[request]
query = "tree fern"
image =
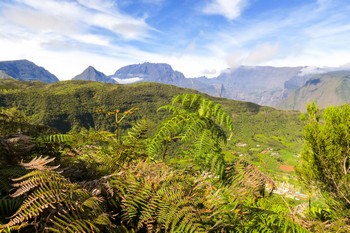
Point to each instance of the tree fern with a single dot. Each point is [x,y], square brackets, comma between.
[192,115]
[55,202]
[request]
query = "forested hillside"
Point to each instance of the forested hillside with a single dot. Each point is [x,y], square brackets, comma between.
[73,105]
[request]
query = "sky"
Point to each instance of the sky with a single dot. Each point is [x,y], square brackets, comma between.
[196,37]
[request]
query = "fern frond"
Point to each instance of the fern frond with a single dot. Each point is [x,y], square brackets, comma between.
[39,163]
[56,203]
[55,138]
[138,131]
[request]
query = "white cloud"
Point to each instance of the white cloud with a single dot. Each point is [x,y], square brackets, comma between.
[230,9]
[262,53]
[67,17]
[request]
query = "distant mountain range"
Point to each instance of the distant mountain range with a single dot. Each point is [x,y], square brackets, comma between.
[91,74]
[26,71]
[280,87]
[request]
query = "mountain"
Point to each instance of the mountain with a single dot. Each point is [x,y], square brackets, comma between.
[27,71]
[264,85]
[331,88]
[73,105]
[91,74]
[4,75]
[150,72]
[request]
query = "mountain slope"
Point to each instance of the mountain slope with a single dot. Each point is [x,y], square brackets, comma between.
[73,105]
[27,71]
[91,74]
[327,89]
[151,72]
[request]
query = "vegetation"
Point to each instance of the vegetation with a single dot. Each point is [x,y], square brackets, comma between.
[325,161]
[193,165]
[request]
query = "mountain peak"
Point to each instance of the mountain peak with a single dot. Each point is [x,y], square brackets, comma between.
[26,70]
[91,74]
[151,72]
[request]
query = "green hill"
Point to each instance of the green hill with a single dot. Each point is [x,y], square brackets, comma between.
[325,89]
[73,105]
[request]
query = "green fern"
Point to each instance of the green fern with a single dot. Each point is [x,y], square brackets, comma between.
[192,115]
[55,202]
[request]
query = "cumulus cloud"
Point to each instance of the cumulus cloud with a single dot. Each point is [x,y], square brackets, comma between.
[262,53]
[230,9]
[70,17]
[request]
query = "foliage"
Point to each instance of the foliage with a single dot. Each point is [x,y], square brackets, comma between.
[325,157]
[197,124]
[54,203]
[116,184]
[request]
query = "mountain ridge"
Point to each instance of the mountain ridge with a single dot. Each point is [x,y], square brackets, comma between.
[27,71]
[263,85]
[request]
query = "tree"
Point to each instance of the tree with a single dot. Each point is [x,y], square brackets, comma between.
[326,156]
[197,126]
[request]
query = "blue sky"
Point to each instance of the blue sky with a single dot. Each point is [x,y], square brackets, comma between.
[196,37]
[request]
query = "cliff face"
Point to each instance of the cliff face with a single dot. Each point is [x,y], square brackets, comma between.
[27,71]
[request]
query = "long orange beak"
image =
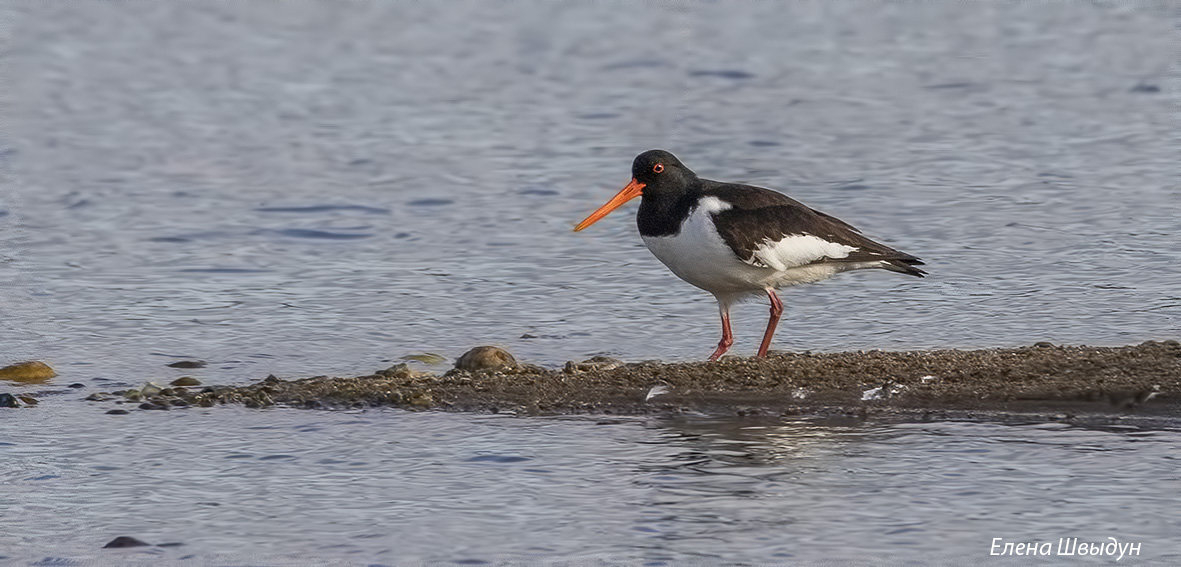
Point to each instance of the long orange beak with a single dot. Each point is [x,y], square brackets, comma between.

================================

◆ Task directions ◆
Copy each line in the entries above where the word "orange" shows up.

◆ Answer to this problem ◆
query = "long orange beak"
Point to each instance of the long orange beak with a single dot. Each point is [x,y], square brackets, comma between.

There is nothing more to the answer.